* start DATA PROVIDED *

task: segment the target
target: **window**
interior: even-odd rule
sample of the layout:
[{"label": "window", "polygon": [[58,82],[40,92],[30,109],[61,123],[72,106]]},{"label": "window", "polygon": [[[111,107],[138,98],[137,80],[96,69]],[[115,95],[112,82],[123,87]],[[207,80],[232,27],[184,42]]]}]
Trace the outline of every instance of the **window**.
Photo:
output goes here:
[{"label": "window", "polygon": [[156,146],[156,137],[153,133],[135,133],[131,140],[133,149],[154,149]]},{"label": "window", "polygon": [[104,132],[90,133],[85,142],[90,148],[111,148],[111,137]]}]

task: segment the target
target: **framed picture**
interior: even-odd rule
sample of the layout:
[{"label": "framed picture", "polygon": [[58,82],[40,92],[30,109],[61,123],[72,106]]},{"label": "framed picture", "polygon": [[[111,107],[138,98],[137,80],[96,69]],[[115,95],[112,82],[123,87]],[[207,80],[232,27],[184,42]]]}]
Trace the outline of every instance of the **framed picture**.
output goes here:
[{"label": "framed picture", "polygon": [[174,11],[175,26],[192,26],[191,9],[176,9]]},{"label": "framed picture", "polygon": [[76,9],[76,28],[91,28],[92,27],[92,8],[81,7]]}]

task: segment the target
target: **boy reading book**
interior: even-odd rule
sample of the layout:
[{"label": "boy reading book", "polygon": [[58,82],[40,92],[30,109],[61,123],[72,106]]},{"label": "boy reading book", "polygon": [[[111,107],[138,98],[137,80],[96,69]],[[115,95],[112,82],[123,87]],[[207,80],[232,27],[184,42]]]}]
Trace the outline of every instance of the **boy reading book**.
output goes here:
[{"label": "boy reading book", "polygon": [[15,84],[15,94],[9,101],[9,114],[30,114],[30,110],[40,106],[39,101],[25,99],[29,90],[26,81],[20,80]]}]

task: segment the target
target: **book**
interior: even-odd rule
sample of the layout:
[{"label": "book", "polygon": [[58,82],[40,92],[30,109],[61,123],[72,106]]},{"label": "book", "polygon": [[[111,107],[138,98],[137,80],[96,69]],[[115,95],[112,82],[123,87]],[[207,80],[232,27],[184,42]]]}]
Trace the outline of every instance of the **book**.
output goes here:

* end DATA PROVIDED *

_GIVEN TASK_. Which lines in the rows above contain the string "window", with case counting? Copy each of those lines in full.

_TASK RESPONSE_.
target: **window**
[{"label": "window", "polygon": [[58,82],[40,92],[30,109],[61,123],[72,106]]},{"label": "window", "polygon": [[[111,107],[138,98],[137,80],[96,69]],[[115,95],[112,82],[123,87]],[[207,80],[232,27],[184,42]]]}]
Trace the outline of every instance of the **window**.
[{"label": "window", "polygon": [[156,146],[156,137],[153,133],[135,133],[131,140],[133,149],[154,149]]},{"label": "window", "polygon": [[104,132],[90,133],[85,142],[90,148],[111,148],[111,137]]}]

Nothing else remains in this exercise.